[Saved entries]

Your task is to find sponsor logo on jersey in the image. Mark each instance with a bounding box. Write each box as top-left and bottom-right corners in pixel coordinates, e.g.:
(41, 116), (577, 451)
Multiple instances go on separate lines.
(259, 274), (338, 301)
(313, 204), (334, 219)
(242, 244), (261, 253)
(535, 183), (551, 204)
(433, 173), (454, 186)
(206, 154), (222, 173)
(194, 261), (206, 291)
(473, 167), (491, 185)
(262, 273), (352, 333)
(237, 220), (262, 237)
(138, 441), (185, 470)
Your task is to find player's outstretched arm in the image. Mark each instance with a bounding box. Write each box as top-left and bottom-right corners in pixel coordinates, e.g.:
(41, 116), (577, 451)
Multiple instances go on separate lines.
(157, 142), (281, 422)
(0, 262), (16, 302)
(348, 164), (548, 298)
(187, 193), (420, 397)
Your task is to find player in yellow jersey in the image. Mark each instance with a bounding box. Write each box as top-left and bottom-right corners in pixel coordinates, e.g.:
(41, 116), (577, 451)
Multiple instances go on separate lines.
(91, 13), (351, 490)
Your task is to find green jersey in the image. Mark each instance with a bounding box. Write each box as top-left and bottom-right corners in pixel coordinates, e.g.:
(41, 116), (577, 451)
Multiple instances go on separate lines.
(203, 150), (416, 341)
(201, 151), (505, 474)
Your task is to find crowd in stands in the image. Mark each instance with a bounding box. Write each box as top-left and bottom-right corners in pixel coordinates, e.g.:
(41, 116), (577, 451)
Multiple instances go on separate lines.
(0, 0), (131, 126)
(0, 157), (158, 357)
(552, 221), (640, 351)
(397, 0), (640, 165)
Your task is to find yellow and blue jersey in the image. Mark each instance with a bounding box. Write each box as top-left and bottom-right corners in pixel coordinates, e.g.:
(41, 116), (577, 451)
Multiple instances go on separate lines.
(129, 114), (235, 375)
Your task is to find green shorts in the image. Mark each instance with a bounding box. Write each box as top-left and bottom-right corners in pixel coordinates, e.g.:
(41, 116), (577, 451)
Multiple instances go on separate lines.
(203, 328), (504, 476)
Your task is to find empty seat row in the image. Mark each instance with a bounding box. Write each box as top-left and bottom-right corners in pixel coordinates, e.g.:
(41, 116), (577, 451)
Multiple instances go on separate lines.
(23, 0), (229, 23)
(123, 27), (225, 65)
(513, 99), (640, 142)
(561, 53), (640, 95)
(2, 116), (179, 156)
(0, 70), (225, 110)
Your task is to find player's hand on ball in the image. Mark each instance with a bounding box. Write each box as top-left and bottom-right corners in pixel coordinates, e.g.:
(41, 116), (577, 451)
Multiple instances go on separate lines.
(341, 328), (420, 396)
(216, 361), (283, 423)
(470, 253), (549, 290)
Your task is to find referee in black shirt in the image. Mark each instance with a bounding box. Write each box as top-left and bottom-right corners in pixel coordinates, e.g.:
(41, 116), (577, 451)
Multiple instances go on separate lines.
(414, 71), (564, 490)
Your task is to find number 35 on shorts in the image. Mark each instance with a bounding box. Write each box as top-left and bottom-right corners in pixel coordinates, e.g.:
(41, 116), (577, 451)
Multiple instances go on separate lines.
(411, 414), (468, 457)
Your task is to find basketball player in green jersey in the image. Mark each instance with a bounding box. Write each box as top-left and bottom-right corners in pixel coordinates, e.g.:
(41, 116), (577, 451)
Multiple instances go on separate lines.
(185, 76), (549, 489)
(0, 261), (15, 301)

* * *

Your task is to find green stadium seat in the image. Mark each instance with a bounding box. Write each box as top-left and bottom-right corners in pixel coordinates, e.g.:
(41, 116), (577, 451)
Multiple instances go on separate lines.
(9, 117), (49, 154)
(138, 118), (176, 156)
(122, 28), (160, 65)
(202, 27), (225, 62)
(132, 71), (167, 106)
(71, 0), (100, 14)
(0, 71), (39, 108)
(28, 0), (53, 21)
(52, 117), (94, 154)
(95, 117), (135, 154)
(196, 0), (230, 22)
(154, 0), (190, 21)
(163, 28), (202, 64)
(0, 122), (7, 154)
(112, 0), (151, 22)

--

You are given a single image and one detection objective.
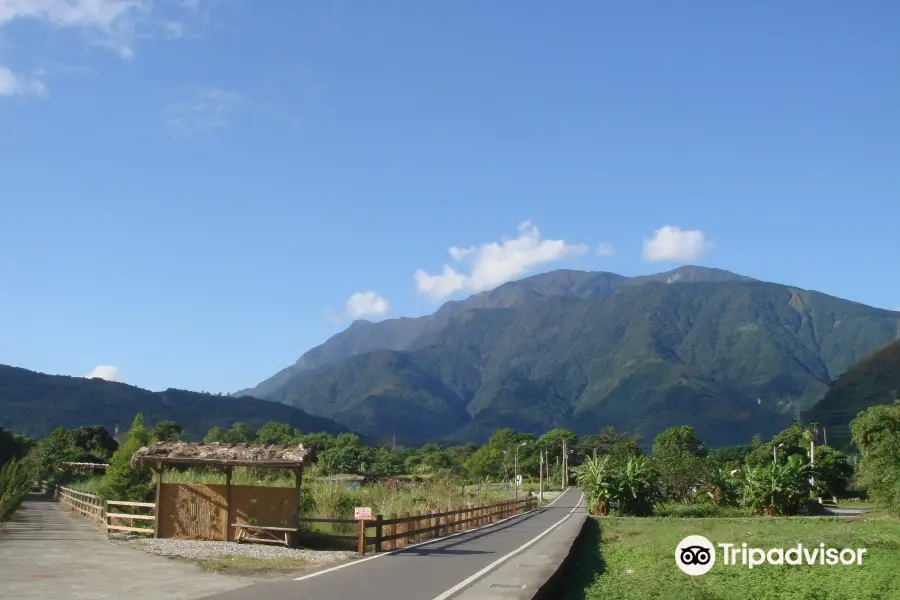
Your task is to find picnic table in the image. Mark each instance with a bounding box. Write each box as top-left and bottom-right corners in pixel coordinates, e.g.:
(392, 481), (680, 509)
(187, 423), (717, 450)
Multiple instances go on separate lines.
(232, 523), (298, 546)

## [GOAL OF THE EXERCISE]
Pull out every line of the entries that includes the word "shorts".

## [PROBLEM SOLUTION]
Your task is to find green shorts in the image. Mark each instance with a bounding box. Write each box as top-left and bottom-right corners in pixel coordinates, e.g.:
Your task is to find number 35 on shorts in the image. Mark each instance with a bounding box. Write each box as top-left and bottom-right corners in pixel coordinates, e.g.:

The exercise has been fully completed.